What this task involves:
Go through the entries below from the first line and transcribe each one exactly, ending with the line that contains "158L335 171L307 162L293".

■ ■ ■ ■ ■

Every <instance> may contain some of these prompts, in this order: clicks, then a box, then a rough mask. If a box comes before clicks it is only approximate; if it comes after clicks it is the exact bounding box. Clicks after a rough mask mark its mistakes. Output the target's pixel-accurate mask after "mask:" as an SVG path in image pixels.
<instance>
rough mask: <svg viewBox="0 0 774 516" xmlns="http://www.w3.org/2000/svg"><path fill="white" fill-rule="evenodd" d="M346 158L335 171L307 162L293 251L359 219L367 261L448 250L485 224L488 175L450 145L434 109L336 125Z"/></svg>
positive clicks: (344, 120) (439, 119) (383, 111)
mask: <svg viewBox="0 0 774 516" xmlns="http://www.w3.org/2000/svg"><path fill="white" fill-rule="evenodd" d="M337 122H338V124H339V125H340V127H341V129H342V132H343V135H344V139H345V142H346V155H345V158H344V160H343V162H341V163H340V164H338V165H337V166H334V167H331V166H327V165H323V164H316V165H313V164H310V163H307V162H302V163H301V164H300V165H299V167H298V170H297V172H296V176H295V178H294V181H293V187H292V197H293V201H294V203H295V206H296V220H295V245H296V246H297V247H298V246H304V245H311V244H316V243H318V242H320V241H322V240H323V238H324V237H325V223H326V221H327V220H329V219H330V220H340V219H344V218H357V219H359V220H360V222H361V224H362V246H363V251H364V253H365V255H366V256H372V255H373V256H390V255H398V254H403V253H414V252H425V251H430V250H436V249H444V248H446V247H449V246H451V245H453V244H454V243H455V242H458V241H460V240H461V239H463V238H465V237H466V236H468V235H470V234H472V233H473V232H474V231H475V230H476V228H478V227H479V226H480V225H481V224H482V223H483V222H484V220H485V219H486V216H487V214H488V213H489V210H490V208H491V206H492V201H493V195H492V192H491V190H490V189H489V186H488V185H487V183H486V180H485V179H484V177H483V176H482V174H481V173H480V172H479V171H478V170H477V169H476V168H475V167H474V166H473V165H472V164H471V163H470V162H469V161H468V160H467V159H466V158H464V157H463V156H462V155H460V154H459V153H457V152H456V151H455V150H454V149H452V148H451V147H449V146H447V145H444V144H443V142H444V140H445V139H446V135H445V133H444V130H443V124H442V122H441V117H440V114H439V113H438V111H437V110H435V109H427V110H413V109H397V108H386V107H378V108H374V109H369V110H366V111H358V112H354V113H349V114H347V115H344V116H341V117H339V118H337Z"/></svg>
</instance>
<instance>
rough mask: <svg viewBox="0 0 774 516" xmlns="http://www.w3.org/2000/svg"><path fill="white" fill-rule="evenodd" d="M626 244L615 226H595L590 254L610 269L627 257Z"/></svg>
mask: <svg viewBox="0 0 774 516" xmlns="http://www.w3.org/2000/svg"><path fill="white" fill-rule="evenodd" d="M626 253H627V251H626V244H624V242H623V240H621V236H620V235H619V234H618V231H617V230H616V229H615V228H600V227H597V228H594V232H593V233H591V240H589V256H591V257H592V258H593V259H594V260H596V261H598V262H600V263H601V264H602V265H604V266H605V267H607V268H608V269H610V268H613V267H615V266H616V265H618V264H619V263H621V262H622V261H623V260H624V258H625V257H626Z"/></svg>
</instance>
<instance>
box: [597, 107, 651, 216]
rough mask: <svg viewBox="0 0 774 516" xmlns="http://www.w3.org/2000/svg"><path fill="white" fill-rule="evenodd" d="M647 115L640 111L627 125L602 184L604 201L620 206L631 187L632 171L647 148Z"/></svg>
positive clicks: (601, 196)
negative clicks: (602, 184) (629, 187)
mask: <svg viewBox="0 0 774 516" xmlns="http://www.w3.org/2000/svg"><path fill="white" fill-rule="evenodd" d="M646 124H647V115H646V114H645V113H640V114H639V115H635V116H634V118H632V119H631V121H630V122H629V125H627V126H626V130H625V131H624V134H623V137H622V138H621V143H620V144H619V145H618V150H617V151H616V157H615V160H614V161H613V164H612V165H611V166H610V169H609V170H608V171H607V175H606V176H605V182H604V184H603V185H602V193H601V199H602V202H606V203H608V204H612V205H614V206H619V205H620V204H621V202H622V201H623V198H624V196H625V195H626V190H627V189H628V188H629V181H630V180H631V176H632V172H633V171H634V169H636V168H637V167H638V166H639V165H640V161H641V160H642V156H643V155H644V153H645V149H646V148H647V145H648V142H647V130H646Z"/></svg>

■ ■ ■ ■ ■

Response box:
Every <instance> may contain some of these prompts, in this order: clicks, then a box, then a rough mask. If a box comes before clicks it is only approximate; if it comes after clicks it is the exact bounding box. Clicks after a rough mask mark its mistakes. Output the target's pixel-accurate mask after "mask:" as an SVG path in image pixels.
<instance>
rough mask: <svg viewBox="0 0 774 516" xmlns="http://www.w3.org/2000/svg"><path fill="white" fill-rule="evenodd" d="M346 158L335 171L307 162L293 251L359 219L367 261L448 250L485 224L488 175L450 145L434 109L336 125Z"/></svg>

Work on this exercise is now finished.